■ TÂCHES ET EXERCICES
A – Résumez en quelques phrases le paragraphe de l'extrait sur Boltanski et le cinéma qui commence par « Ces films de Boltanski, Cavalier ou Perec », en gardant ses faits essentiels.
B – Prolongez l'extrait sur Boltanski et le cinéma à partir de sa dernière phrase, « Suspense. »

Ces films de Boltanski, Cavalier ou Perec – et on pourrait en citer quelques autres de la même époque, comme Au pan coupé de Guy Gilles ou Quelque part quelqu’un de Yannick Bellon –ne sont pas exactement des « films expérimentaux », au sens où ce qu’on appelle ainsi miserait tout sur un dispositif formel en rupture avec les usages. Ce sont plutôt des essais d’invention d’un nouvel agencement du documentaire, de la fiction et du monologue intérieur. Dans le cas de Boltanski, Alain Fleischer, dont le mentor en cinéma fut Jean Rouch, a joué un rôle important dans ce rapport poétique et intime à l’archivage des faits de chaque jour.

Pourtant, LEssai de reconstitution n’aura pas de suite dans l’œuvre de Christian Boltanski. Aujourd’hui encore, il se souvient de sa réalisation comme d’un véritable cauchemar. Que le tournage ait requis une équipe, des acteurs (même si ce sont ses proches), certains modes de gestion des contraintes personnelles et matérielles explique selon lui que Boltanski s’en soit détourné. Mais cette explication pourrait valoir, plus ou moins, pour n’importe quel artiste plasticien (ou écrivain, ou compositeur) : besoin de solitude, de légèreté, individualisme. Et une telle justification devient curieuse lorsqu’il s’agit d’un créateur capable de mobiliser une équipe aussi nombreuse et une logistique aussi complexe que ce qui a été nécessaire pour Monumenta (et nombre de ses œuvres antérieures). A n’en pas douter, Christian Boltanski est capable de piloter une équipe pour obtenir le résultat qu’il a imaginé. Qu’il ait finalement esquivé le cinéma peut trouver bien d’autres motivations. Parmi elles, un désir ancien et puissant, celui que les spectateurs ne soient plus devant une œuvre, mais dedans. Il y revient ce soir-là. Quand je lui fait remarquer que la récente percée de la 3D remet en cause la séparation entre public et film, il termine la phrase avant moi, pour appuyer l’intérêt que cela lui inspire. Avatar fera-t-il de Christian Boltanski un cinéaste (avec caméra) ? Suspense.

■ DOCUMENTS FOURNIS

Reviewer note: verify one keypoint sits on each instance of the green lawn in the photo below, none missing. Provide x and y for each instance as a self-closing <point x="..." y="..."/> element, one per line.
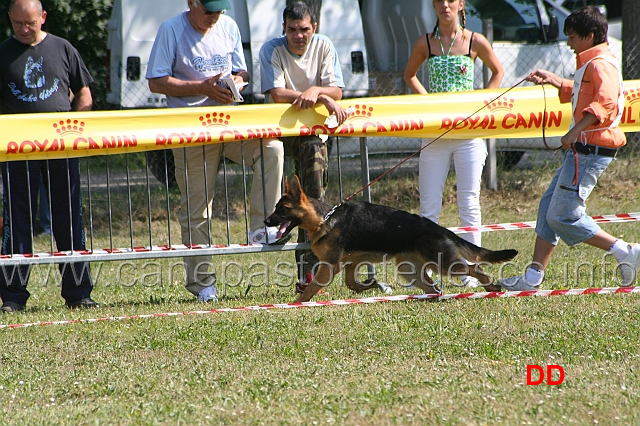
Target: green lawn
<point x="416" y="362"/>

==

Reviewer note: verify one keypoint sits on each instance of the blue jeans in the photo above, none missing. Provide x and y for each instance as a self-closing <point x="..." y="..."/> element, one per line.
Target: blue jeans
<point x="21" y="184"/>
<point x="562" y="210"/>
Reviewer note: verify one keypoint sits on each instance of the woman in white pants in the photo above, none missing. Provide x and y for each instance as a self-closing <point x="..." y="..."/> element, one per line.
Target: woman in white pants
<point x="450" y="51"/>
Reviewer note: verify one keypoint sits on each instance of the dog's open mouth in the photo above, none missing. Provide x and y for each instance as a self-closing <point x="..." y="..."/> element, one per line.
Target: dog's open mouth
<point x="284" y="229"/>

■ RÉPONSES PROPOSÉES
A – Les films de Boltanski, Cavalier ou Perec ne sont pas vraiment des « films expérimentaux ». Il en va de même pour d'autres films de la même époque, comme Au pan coupé de Guy Gilles ou Quelque part quelqu'un de Yannick Bellon. Le film expérimental miserait tout sur un dispositif formel en rupture avec les usages. Ces films cherchent plutôt un nouvel agencement du documentaire, de la fiction et du monologue intérieur. Chez Boltanski, Alain Fleischer a joué un rôle important dans ce rapport poétique et intime à l'archivage du quotidien. Son mentor en cinéma fut Jean Rouch.

B –
Post-scriptum: ces deux expositions, Personnes et Après, sont des moments d’intelligence sensible comme il n’est pas si souvent donné d’en vivre. Réponse géniale au défi de l’immensité de la nef du Grand Palais, et contrepoint en douceur au musée de Vitry, les deux oeuvres, situations à vivre tellement plus qu’objets à regarder, laissent des traces infinies chez qui y entre le coeur ouvert.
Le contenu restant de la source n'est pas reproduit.